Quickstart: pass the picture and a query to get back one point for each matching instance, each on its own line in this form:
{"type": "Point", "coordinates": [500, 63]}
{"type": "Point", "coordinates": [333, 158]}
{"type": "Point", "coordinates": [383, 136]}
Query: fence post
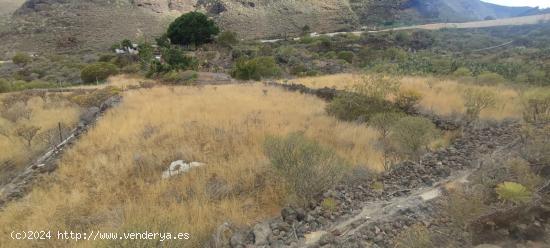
{"type": "Point", "coordinates": [60, 133]}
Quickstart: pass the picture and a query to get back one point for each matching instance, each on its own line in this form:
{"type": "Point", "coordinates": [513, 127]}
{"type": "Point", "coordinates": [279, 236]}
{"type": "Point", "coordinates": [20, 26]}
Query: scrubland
{"type": "Point", "coordinates": [111, 179]}
{"type": "Point", "coordinates": [442, 96]}
{"type": "Point", "coordinates": [29, 124]}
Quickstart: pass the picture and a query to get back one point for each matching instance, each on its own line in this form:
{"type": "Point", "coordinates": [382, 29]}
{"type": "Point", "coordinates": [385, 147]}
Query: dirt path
{"type": "Point", "coordinates": [516, 21]}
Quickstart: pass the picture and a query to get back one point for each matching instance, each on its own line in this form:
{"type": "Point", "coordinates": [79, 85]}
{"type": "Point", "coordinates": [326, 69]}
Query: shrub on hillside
{"type": "Point", "coordinates": [346, 55]}
{"type": "Point", "coordinates": [407, 99]}
{"type": "Point", "coordinates": [490, 78]}
{"type": "Point", "coordinates": [358, 107]}
{"type": "Point", "coordinates": [417, 236]}
{"type": "Point", "coordinates": [97, 72]}
{"type": "Point", "coordinates": [306, 167]}
{"type": "Point", "coordinates": [476, 100]}
{"type": "Point", "coordinates": [180, 77]}
{"type": "Point", "coordinates": [227, 39]}
{"type": "Point", "coordinates": [192, 28]}
{"type": "Point", "coordinates": [412, 135]}
{"type": "Point", "coordinates": [536, 106]}
{"type": "Point", "coordinates": [21, 58]}
{"type": "Point", "coordinates": [256, 69]}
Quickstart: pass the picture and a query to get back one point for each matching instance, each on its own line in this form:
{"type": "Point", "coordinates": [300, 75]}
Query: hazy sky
{"type": "Point", "coordinates": [540, 3]}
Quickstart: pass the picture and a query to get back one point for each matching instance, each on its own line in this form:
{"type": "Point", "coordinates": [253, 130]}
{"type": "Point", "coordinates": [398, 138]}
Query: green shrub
{"type": "Point", "coordinates": [476, 100]}
{"type": "Point", "coordinates": [4, 86]}
{"type": "Point", "coordinates": [307, 168]}
{"type": "Point", "coordinates": [407, 99]}
{"type": "Point", "coordinates": [346, 55]}
{"type": "Point", "coordinates": [412, 135]}
{"type": "Point", "coordinates": [21, 58]}
{"type": "Point", "coordinates": [490, 78]}
{"type": "Point", "coordinates": [462, 72]}
{"type": "Point", "coordinates": [513, 192]}
{"type": "Point", "coordinates": [192, 28]}
{"type": "Point", "coordinates": [358, 107]}
{"type": "Point", "coordinates": [256, 69]}
{"type": "Point", "coordinates": [97, 72]}
{"type": "Point", "coordinates": [227, 39]}
{"type": "Point", "coordinates": [536, 105]}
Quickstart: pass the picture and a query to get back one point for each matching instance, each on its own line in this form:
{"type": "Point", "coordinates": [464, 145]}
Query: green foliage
{"type": "Point", "coordinates": [94, 98]}
{"type": "Point", "coordinates": [462, 72]}
{"type": "Point", "coordinates": [417, 236]}
{"type": "Point", "coordinates": [358, 107]}
{"type": "Point", "coordinates": [177, 60]}
{"type": "Point", "coordinates": [346, 55]}
{"type": "Point", "coordinates": [180, 77]}
{"type": "Point", "coordinates": [513, 192]}
{"type": "Point", "coordinates": [412, 135]}
{"type": "Point", "coordinates": [256, 69]}
{"type": "Point", "coordinates": [21, 58]}
{"type": "Point", "coordinates": [192, 28]}
{"type": "Point", "coordinates": [97, 72]}
{"type": "Point", "coordinates": [536, 105]}
{"type": "Point", "coordinates": [476, 100]}
{"type": "Point", "coordinates": [329, 204]}
{"type": "Point", "coordinates": [227, 39]}
{"type": "Point", "coordinates": [407, 99]}
{"type": "Point", "coordinates": [307, 168]}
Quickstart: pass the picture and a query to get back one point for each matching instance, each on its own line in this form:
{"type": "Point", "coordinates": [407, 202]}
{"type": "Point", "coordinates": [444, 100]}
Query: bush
{"type": "Point", "coordinates": [192, 28]}
{"type": "Point", "coordinates": [4, 86]}
{"type": "Point", "coordinates": [307, 168]}
{"type": "Point", "coordinates": [412, 135]}
{"type": "Point", "coordinates": [256, 69]}
{"type": "Point", "coordinates": [513, 192]}
{"type": "Point", "coordinates": [417, 236]}
{"type": "Point", "coordinates": [358, 107]}
{"type": "Point", "coordinates": [21, 58]}
{"type": "Point", "coordinates": [407, 99]}
{"type": "Point", "coordinates": [346, 55]}
{"type": "Point", "coordinates": [462, 72]}
{"type": "Point", "coordinates": [181, 78]}
{"type": "Point", "coordinates": [490, 78]}
{"type": "Point", "coordinates": [97, 72]}
{"type": "Point", "coordinates": [227, 39]}
{"type": "Point", "coordinates": [536, 106]}
{"type": "Point", "coordinates": [476, 100]}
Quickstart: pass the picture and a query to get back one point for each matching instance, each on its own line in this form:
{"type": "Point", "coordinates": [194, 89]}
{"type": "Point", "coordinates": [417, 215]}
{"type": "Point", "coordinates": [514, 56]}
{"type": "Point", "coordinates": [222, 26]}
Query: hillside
{"type": "Point", "coordinates": [75, 26]}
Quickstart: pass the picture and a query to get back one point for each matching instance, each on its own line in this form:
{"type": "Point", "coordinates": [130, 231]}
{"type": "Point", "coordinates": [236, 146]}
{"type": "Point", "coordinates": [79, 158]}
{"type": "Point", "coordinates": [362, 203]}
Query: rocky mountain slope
{"type": "Point", "coordinates": [71, 25]}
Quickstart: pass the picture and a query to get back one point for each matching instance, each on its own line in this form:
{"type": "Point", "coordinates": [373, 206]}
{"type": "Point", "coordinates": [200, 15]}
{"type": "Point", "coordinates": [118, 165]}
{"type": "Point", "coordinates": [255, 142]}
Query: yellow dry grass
{"type": "Point", "coordinates": [443, 96]}
{"type": "Point", "coordinates": [111, 179]}
{"type": "Point", "coordinates": [45, 113]}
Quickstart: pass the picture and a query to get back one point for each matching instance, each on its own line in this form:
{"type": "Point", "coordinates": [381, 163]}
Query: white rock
{"type": "Point", "coordinates": [178, 167]}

************

Without including any picture, repeat the data exactly.

| The result |
Quickstart: pass the picture and a query to get back one point for each matching instance, each on its own line in this form:
{"type": "Point", "coordinates": [500, 63]}
{"type": "Point", "coordinates": [333, 158]}
{"type": "Point", "coordinates": [383, 136]}
Query: fence post
{"type": "Point", "coordinates": [60, 133]}
Quickstart: pass the picture and a query to get back one point for each matching instance, each on its own line in this form:
{"type": "Point", "coordinates": [513, 127]}
{"type": "Point", "coordinates": [279, 236]}
{"type": "Point", "coordinates": [20, 26]}
Query: scrubland
{"type": "Point", "coordinates": [111, 179]}
{"type": "Point", "coordinates": [442, 96]}
{"type": "Point", "coordinates": [29, 124]}
Quickstart: pass the picture and a query to get back one point for each matching instance, each on its own line in this form:
{"type": "Point", "coordinates": [382, 29]}
{"type": "Point", "coordinates": [385, 147]}
Query: dirt path
{"type": "Point", "coordinates": [516, 21]}
Quickstart: pass the picture and a query to get back one point for each matching instance, each on its own line in this form:
{"type": "Point", "coordinates": [79, 85]}
{"type": "Point", "coordinates": [326, 69]}
Query: shrub on hillside
{"type": "Point", "coordinates": [346, 55]}
{"type": "Point", "coordinates": [407, 99]}
{"type": "Point", "coordinates": [490, 78]}
{"type": "Point", "coordinates": [358, 107]}
{"type": "Point", "coordinates": [417, 236]}
{"type": "Point", "coordinates": [97, 72]}
{"type": "Point", "coordinates": [306, 167]}
{"type": "Point", "coordinates": [476, 100]}
{"type": "Point", "coordinates": [180, 77]}
{"type": "Point", "coordinates": [227, 39]}
{"type": "Point", "coordinates": [192, 28]}
{"type": "Point", "coordinates": [412, 135]}
{"type": "Point", "coordinates": [536, 106]}
{"type": "Point", "coordinates": [21, 58]}
{"type": "Point", "coordinates": [256, 69]}
Quickstart: pass the picture and a query to get back one point for each matching instance, each on its own line in this form:
{"type": "Point", "coordinates": [300, 75]}
Query: hazy sky
{"type": "Point", "coordinates": [540, 3]}
Quickstart: pass the picture and a query to get back one point for each matching instance, each on its own line in this form:
{"type": "Point", "coordinates": [253, 130]}
{"type": "Point", "coordinates": [398, 138]}
Query: green shrub
{"type": "Point", "coordinates": [476, 100]}
{"type": "Point", "coordinates": [4, 86]}
{"type": "Point", "coordinates": [307, 168]}
{"type": "Point", "coordinates": [407, 99]}
{"type": "Point", "coordinates": [346, 55]}
{"type": "Point", "coordinates": [412, 135]}
{"type": "Point", "coordinates": [21, 58]}
{"type": "Point", "coordinates": [490, 78]}
{"type": "Point", "coordinates": [462, 72]}
{"type": "Point", "coordinates": [513, 192]}
{"type": "Point", "coordinates": [192, 28]}
{"type": "Point", "coordinates": [358, 107]}
{"type": "Point", "coordinates": [256, 69]}
{"type": "Point", "coordinates": [97, 72]}
{"type": "Point", "coordinates": [227, 39]}
{"type": "Point", "coordinates": [536, 105]}
Quickstart: pass the picture and a query to get back one point for each matching instance, each on its own line in this form:
{"type": "Point", "coordinates": [464, 145]}
Query: green foliage
{"type": "Point", "coordinates": [94, 98]}
{"type": "Point", "coordinates": [462, 72]}
{"type": "Point", "coordinates": [417, 236]}
{"type": "Point", "coordinates": [358, 107]}
{"type": "Point", "coordinates": [177, 60]}
{"type": "Point", "coordinates": [346, 55]}
{"type": "Point", "coordinates": [180, 77]}
{"type": "Point", "coordinates": [513, 192]}
{"type": "Point", "coordinates": [412, 135]}
{"type": "Point", "coordinates": [256, 69]}
{"type": "Point", "coordinates": [21, 58]}
{"type": "Point", "coordinates": [192, 28]}
{"type": "Point", "coordinates": [97, 72]}
{"type": "Point", "coordinates": [536, 105]}
{"type": "Point", "coordinates": [476, 100]}
{"type": "Point", "coordinates": [329, 204]}
{"type": "Point", "coordinates": [227, 39]}
{"type": "Point", "coordinates": [407, 99]}
{"type": "Point", "coordinates": [307, 168]}
Quickstart: pass the picture and a query to get back one point for each matching instance, each on its own line in this form:
{"type": "Point", "coordinates": [407, 202]}
{"type": "Point", "coordinates": [444, 100]}
Query: bush
{"type": "Point", "coordinates": [192, 28]}
{"type": "Point", "coordinates": [4, 86]}
{"type": "Point", "coordinates": [307, 168]}
{"type": "Point", "coordinates": [412, 135]}
{"type": "Point", "coordinates": [256, 69]}
{"type": "Point", "coordinates": [513, 192]}
{"type": "Point", "coordinates": [417, 236]}
{"type": "Point", "coordinates": [358, 107]}
{"type": "Point", "coordinates": [21, 58]}
{"type": "Point", "coordinates": [407, 99]}
{"type": "Point", "coordinates": [346, 55]}
{"type": "Point", "coordinates": [462, 72]}
{"type": "Point", "coordinates": [181, 78]}
{"type": "Point", "coordinates": [490, 78]}
{"type": "Point", "coordinates": [97, 72]}
{"type": "Point", "coordinates": [227, 39]}
{"type": "Point", "coordinates": [536, 106]}
{"type": "Point", "coordinates": [476, 100]}
Quickstart: pass the picture and a query to get back one point for each matching instance, each on its own line in this form:
{"type": "Point", "coordinates": [194, 89]}
{"type": "Point", "coordinates": [417, 215]}
{"type": "Point", "coordinates": [514, 56]}
{"type": "Point", "coordinates": [222, 26]}
Query: hillside
{"type": "Point", "coordinates": [75, 26]}
Quickstart: pass the picture and a query to get back one point for each matching instance, each on its own line in this form:
{"type": "Point", "coordinates": [130, 231]}
{"type": "Point", "coordinates": [236, 146]}
{"type": "Point", "coordinates": [79, 158]}
{"type": "Point", "coordinates": [362, 203]}
Query: rocky mountain slope
{"type": "Point", "coordinates": [71, 25]}
Quickstart: pass the picture and a query to get back one point for each matching instance, each on its own line in this form:
{"type": "Point", "coordinates": [373, 206]}
{"type": "Point", "coordinates": [200, 15]}
{"type": "Point", "coordinates": [118, 165]}
{"type": "Point", "coordinates": [255, 142]}
Query: yellow dry grass
{"type": "Point", "coordinates": [443, 96]}
{"type": "Point", "coordinates": [111, 179]}
{"type": "Point", "coordinates": [45, 113]}
Quickstart: pass the picture and a query to get back one point for each matching instance, each on its own line in this form:
{"type": "Point", "coordinates": [381, 163]}
Query: white rock
{"type": "Point", "coordinates": [178, 167]}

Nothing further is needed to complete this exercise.